Translate this sentence from the text on the 1962 World Cup play-offs into Spanish: "In each tie, the two teams played a two-legged home-and-away series."

→ **Extract**
BEGIN

1962 FIFA World Cup qualification (inter-confederation play-offs)

Tournament details
- Dates: 8 October – 26 November 1961
- Teams: 6 (from 5 confederations)

Tournament statistics
- Matches played: 6
- Goals scored: 17 (2.83 per match)
- Attendance: 196,000 (32,667 per match)
- Top scorer(s): Milan Galić (3 goals)

= 1962 FIFA World Cup qualification (inter-confederation play-offs) =

For the 1962 FIFA World Cup qualification, there were three inter-confederation play-offs to determine the final three qualification spots to the 1962 FIFA World Cup. The matches were played between 8 October – 26 November 1961.

==Format==
The six teams from the five confederations (AFC, CAF, CONMEBOL, NAFC, and UEFA) were drawn into three ties.

In each tie, the two teams played a two-legged home-and-away series. The three winners, decided on aggregate score, qualified for the 1962 FIFA World Cup in Chile.

==Qualified teams==

| Confederation | Placement | Team |
| AFC | Round-robin winners | South Korea |
| CAF | Second round winners | Morocco |
| CCCF/NAFC | Second round winners | Mexico |
| CONMEBOL | Randomly drawn into play-offs | Paraguay |
| UEFA | Group 9 winners | Spain |
| Group 10 winners | Yugoslavia |

==Matches==
The matches were played between 8 October – 26 November 1961.

END

→ **Dataset content**
BEGIN

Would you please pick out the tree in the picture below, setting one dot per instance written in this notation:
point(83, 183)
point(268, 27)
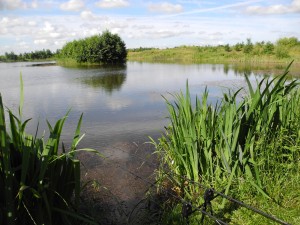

END

→ **Response to the task**
En cada eliminatoria, los dos equipos disputaron una serie a doble partido, de ida y vuelta.